EXERCISE PASSAGE:
────

An ongoing Phase Ib dose-escalation clinical trial of RX-3117 is designed to evaluate the safety, tolerability, dose-limiting toxicities and MTD in cancer patients with solid tumors. Secondary endpoints include pharmacokinetic analysis and evaluating the preliminary anti-tumor effects of RX-3117. Patient enrollment has been completed in eight dose groups (30, 60, 100, 150, 200, 500, 1000 and 1500 mg). The MTD of RX-3117 has not yet been achieved. The Company expects to complete this trial in the first half of 2015. RX-3117 continues to be safe and well tolerated, requiring higher dose levels than expected to be tested to achieve the MTD. To date, no dose-limiting toxicities have been associated with RX-3117 treatment.

────

INPUT DATA:
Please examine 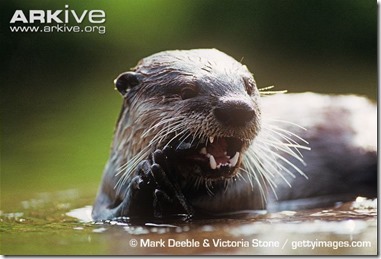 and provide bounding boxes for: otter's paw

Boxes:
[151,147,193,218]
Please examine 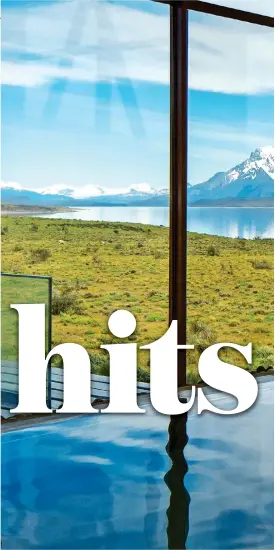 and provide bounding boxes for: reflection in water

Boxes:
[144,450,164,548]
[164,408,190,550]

────

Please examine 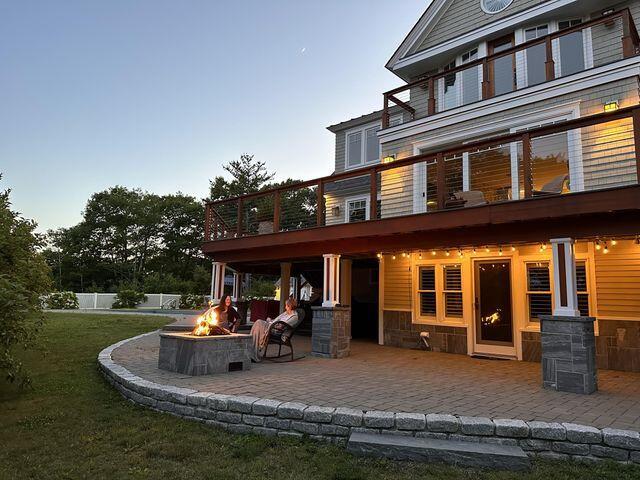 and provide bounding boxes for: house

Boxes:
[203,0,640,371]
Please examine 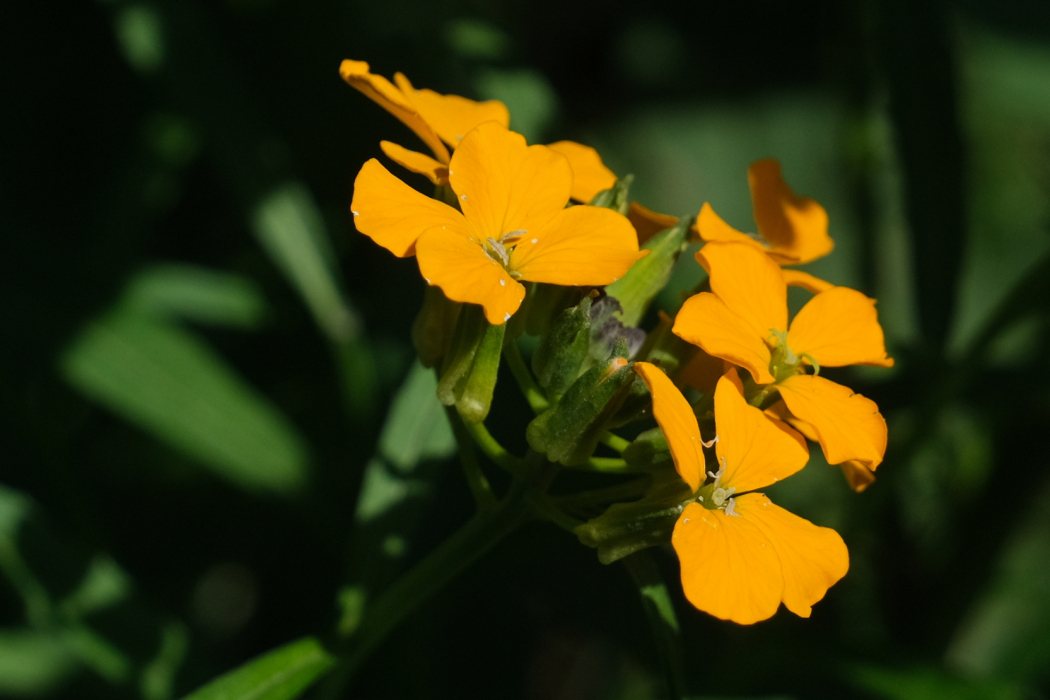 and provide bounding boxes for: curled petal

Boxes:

────

EXERCISE SET:
1 – Answer these questions from the RX-3117 trial passage:
(a) In how many dose groups has patient enrollment been completed?
(b) When does the Company expect to complete the trial?
(c) How many dose-limiting toxicities have been associated with RX-3117 treatment to date?
2 – Print everything in the RX-3117 trial passage from "An ongoing Phase" down to "with RX-3117 treatment.".

WRITTEN ANSWERS:
1 –
(a) Eight dose groups.
(b) In the first half of 2015.
(c) None.

2 –
An ongoing Phase Ib dose-escalation clinical trial of RX-3117 is designed to evaluate the safety, tolerability, dose-limiting toxicities and MTD in cancer patients with solid tumors. Secondary endpoints include pharmacokinetic analysis and evaluating the preliminary anti-tumor effects of RX-3117. Patient enrollment has been completed in eight dose groups (30, 60, 100, 150, 200, 500, 1000 and 1500 mg). The MTD of RX-3117 has not yet been achieved. The Company expects to complete this trial in the first half of 2015. RX-3117 continues to be safe and well tolerated, requiring higher dose levels than expected to be tested to achieve the MTD. To date, no dose-limiting toxicities have been associated with RX-3117 treatment.